··· Records for the task ···
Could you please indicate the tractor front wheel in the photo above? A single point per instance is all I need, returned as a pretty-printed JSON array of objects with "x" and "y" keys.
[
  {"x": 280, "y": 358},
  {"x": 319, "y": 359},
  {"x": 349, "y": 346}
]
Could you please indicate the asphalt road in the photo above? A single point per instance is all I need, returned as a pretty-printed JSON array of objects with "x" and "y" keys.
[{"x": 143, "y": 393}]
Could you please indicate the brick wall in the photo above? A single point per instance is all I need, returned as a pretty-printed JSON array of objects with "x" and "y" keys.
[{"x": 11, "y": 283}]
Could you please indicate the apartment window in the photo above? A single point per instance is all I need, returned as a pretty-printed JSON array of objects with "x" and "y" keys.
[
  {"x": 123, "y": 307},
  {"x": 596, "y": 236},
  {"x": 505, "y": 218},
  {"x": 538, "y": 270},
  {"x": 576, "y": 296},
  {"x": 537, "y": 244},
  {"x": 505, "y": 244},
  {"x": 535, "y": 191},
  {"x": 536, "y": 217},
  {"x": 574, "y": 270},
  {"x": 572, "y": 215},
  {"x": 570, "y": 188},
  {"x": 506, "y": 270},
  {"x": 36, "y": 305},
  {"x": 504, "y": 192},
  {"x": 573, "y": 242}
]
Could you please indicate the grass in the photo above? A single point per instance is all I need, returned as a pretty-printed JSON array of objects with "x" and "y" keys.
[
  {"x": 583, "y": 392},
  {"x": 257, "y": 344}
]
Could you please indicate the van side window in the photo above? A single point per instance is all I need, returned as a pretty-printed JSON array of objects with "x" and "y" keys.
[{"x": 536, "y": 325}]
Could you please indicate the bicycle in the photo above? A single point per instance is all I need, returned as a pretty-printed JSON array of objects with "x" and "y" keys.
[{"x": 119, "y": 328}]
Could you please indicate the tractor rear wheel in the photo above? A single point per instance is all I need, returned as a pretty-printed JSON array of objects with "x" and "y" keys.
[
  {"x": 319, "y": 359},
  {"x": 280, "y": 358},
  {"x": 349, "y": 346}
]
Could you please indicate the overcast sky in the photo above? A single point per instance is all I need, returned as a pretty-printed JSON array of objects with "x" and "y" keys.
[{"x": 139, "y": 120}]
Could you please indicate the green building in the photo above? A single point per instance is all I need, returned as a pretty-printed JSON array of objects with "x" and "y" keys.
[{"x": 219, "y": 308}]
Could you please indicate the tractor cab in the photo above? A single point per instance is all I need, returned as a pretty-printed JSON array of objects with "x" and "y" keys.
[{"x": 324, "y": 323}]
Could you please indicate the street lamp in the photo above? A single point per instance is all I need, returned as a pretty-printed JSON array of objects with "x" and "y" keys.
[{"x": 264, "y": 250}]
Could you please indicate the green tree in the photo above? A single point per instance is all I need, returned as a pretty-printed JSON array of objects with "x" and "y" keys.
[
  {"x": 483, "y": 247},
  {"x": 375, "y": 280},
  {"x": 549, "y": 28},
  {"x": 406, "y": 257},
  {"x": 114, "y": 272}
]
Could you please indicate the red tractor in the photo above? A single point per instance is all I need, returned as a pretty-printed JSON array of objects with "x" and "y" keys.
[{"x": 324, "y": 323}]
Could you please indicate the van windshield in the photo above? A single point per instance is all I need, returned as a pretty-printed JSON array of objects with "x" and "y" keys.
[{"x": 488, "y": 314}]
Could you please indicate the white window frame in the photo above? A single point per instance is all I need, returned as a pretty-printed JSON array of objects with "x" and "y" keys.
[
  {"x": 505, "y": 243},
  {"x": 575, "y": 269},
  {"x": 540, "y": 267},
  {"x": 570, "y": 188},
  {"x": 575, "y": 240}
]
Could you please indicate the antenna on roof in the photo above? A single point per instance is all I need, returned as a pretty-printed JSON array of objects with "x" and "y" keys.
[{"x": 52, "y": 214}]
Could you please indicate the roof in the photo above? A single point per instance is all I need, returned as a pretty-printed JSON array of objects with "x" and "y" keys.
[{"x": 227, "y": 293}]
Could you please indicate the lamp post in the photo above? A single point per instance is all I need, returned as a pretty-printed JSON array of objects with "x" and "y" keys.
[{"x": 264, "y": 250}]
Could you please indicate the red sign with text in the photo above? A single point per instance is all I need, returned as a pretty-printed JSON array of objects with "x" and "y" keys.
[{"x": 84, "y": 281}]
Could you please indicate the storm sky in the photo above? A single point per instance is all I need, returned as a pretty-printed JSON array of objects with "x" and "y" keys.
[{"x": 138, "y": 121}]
···
-- The exercise --
Starting with the line containing "Could you please indicate the roof" and going on through the end of the items, rescale the answers by multiplying every x and y coordinate by 0.4 and rounding to whole numbers, with halves rounded up. Reproduce every line in that span, not only the answers, and leave all other text unchanged.

-- Full response --
Could you please indicate the roof in the photo above? A single point per instance is all I need, returned as a pretty-printed JSON array of objects with "x" and "y" keys.
[{"x": 91, "y": 117}]
Could you please indicate the lamp post in the photo above? A single point per instance is all I need, returned as a pretty-printed JSON array of objects with "x" and "y" keys.
[{"x": 106, "y": 100}]
Could you please indicate the red sign with text in the photo above? A single point per instance is all I need, returned as a pretty-printed JSON array of objects with "x" and "y" keys.
[{"x": 34, "y": 112}]
Could you please indicate the storm sky in the photo above? A single point per instance is all I need, returned as a pretty-printed JSON array of objects with "x" and "y" keys.
[{"x": 55, "y": 48}]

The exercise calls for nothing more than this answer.